RECORDED DATA:
------------------------------------------------------------

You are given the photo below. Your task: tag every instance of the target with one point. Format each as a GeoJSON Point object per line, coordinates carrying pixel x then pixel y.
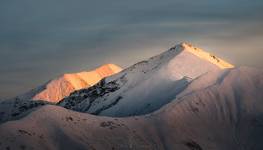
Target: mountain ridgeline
{"type": "Point", "coordinates": [147, 85]}
{"type": "Point", "coordinates": [182, 99]}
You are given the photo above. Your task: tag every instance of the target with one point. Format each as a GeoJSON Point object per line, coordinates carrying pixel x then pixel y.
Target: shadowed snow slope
{"type": "Point", "coordinates": [220, 110]}
{"type": "Point", "coordinates": [53, 91]}
{"type": "Point", "coordinates": [145, 86]}
{"type": "Point", "coordinates": [62, 86]}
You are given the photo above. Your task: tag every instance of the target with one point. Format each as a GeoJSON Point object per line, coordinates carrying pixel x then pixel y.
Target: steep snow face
{"type": "Point", "coordinates": [61, 87]}
{"type": "Point", "coordinates": [223, 113]}
{"type": "Point", "coordinates": [145, 86]}
{"type": "Point", "coordinates": [51, 92]}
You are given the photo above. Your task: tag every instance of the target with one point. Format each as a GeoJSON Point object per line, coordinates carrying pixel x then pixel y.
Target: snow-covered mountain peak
{"type": "Point", "coordinates": [145, 86]}
{"type": "Point", "coordinates": [62, 86]}
{"type": "Point", "coordinates": [206, 56]}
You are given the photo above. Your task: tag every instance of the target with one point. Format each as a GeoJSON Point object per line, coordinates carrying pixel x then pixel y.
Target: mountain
{"type": "Point", "coordinates": [219, 110]}
{"type": "Point", "coordinates": [61, 87]}
{"type": "Point", "coordinates": [52, 92]}
{"type": "Point", "coordinates": [145, 86]}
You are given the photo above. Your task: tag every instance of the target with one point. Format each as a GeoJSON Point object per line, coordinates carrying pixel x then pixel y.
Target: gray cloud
{"type": "Point", "coordinates": [42, 39]}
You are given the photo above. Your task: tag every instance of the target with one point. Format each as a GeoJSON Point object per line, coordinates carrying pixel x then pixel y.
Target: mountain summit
{"type": "Point", "coordinates": [57, 89]}
{"type": "Point", "coordinates": [147, 85]}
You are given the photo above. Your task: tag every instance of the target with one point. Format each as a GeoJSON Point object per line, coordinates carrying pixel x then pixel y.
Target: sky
{"type": "Point", "coordinates": [40, 40]}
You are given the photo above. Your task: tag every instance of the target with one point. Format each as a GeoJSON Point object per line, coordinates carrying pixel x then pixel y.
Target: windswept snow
{"type": "Point", "coordinates": [53, 91]}
{"type": "Point", "coordinates": [147, 85]}
{"type": "Point", "coordinates": [224, 113]}
{"type": "Point", "coordinates": [57, 89]}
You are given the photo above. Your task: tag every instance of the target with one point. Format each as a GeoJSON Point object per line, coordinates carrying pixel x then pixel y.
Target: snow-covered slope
{"type": "Point", "coordinates": [53, 91]}
{"type": "Point", "coordinates": [220, 110]}
{"type": "Point", "coordinates": [145, 86]}
{"type": "Point", "coordinates": [57, 89]}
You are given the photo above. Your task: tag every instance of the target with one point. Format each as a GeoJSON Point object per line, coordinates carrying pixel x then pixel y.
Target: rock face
{"type": "Point", "coordinates": [145, 86]}
{"type": "Point", "coordinates": [186, 99]}
{"type": "Point", "coordinates": [52, 92]}
{"type": "Point", "coordinates": [220, 110]}
{"type": "Point", "coordinates": [61, 87]}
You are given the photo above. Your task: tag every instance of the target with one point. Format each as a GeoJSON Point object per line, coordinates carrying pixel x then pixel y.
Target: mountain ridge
{"type": "Point", "coordinates": [175, 67]}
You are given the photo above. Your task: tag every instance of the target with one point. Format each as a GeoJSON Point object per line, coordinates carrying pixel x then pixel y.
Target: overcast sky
{"type": "Point", "coordinates": [41, 39]}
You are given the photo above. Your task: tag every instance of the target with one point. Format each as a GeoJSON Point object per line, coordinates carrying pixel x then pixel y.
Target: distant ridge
{"type": "Point", "coordinates": [57, 89]}
{"type": "Point", "coordinates": [147, 85]}
{"type": "Point", "coordinates": [207, 56]}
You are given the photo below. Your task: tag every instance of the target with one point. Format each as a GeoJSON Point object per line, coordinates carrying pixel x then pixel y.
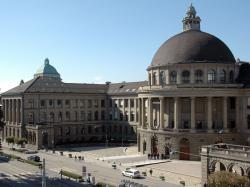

------------------------------------------------------------

EXERCISE GOAL: Gather every line in the entries above that contains the word "mountain", copying each such line in full.

SOLUTION FOR THIS EXERCISE:
Target: mountain ridgeline
Target: snow-covered mountain peak
Target: mountain
Target: mountain summit
Target: mountain ridge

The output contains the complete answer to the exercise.